## [TASK DIRECTIONS]
Each entry needs to be retyped exactly, with nothing added or dropped.

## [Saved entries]

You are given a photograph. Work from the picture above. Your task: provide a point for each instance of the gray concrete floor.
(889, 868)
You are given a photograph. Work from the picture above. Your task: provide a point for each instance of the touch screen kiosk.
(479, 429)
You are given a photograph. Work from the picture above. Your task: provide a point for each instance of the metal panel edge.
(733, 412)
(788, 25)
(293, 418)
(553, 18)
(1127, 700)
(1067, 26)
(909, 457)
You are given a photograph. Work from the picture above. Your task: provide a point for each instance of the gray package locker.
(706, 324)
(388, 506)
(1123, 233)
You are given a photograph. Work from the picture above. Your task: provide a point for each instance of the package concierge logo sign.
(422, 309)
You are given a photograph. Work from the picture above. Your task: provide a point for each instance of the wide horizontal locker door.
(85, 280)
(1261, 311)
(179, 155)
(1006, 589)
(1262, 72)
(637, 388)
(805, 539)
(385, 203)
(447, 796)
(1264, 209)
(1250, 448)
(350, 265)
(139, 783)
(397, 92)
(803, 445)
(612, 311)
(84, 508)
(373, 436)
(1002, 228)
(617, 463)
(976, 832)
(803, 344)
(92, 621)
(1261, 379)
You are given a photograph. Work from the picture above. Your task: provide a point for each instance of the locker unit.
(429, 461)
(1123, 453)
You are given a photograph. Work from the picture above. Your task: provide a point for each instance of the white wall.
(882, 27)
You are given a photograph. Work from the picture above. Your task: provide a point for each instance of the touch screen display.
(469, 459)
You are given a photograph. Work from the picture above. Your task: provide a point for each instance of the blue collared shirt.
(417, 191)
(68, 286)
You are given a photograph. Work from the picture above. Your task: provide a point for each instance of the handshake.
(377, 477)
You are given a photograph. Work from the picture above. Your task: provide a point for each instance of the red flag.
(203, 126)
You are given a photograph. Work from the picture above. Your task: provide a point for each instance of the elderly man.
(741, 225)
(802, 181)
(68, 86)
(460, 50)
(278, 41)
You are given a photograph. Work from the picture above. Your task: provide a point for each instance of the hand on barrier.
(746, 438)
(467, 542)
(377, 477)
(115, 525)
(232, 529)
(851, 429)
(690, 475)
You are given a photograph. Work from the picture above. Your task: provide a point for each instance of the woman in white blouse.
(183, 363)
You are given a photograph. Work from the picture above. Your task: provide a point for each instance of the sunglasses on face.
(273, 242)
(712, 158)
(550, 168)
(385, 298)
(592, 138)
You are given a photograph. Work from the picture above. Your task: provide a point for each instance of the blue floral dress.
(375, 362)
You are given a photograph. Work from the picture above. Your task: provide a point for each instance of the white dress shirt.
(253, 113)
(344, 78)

## [EXPECTED ANSWER]
You are given a photograph. Work from the picture above. Your task: provide a point for each instance of the gray concrete floor.
(889, 868)
You are given a photograph. Work from the picture above. Your task: provide a point for each instance of the touch screen kiosk.
(479, 429)
You are given a photograph. Work from the picture above. Your task: provide a point for each instance of the metal panel edge.
(733, 412)
(788, 25)
(293, 418)
(553, 18)
(1127, 700)
(1067, 26)
(909, 457)
You are given a photograph. Work from the picture above. Your task: provide a point for each instance of the gray package locker.
(706, 324)
(388, 506)
(1123, 233)
You are given a photograph. Work from the picture above. Your task: provide a point for each instance of the package concierge logo sign.
(422, 309)
You are given a photograph. Work from the picture above. Your task: provide a point for each instance of the wide horizontal locker door.
(85, 280)
(1261, 311)
(179, 155)
(1006, 589)
(1262, 72)
(637, 388)
(805, 539)
(385, 203)
(447, 796)
(1264, 209)
(1250, 448)
(350, 265)
(139, 783)
(397, 92)
(803, 445)
(612, 311)
(84, 508)
(373, 436)
(1002, 228)
(617, 463)
(976, 832)
(803, 344)
(92, 621)
(1261, 379)
You are given a photograph. Work from the picture above. Your task: provide a point for each instance of the locker unit.
(429, 461)
(1123, 453)
You are given a photograph. Work from the picture above. Your task: provide a point for each instance of the white wall.
(882, 27)
You are given a photograph. Work from the picture above. Your task: provide a point for each instance of the touch screen display.
(469, 459)
You are given a photograph. Work from the picture above. Your task: provide a point for each instance of the blue collared shirt.
(417, 191)
(68, 286)
You are given a photograph. Work from the picture above. Your task: provide a point for each instance of the handshake.
(377, 477)
You are given a photograph. Work from the picture above. Your task: provide a point for each instance of the red flag.
(203, 126)
You are given a photograph. Work from the picture above. Your task: provide a point for each instance of the elderly man.
(741, 225)
(802, 181)
(68, 86)
(460, 50)
(278, 41)
You are given a photograph. Work from the picture above. Your task: provide a point for each instance of the hand on barrier.
(746, 438)
(467, 542)
(377, 477)
(115, 525)
(232, 529)
(851, 429)
(690, 475)
You are given a photograph. Work from the picture above. Your task: provide a point for each instance of the woman in white blouse.
(183, 363)
You are given a photograph. Work from the picture above. Your task: provide a point for each instance of the sunglasses on face.
(273, 242)
(712, 158)
(550, 168)
(385, 298)
(592, 138)
You are given a photograph. Work from the picture above. Your task: provide a point for each instance of the blue floral dress.
(375, 362)
You are given a photograph. Work from the picture above. Your task: provide a point for each instance of the white dress shirt.
(253, 113)
(344, 78)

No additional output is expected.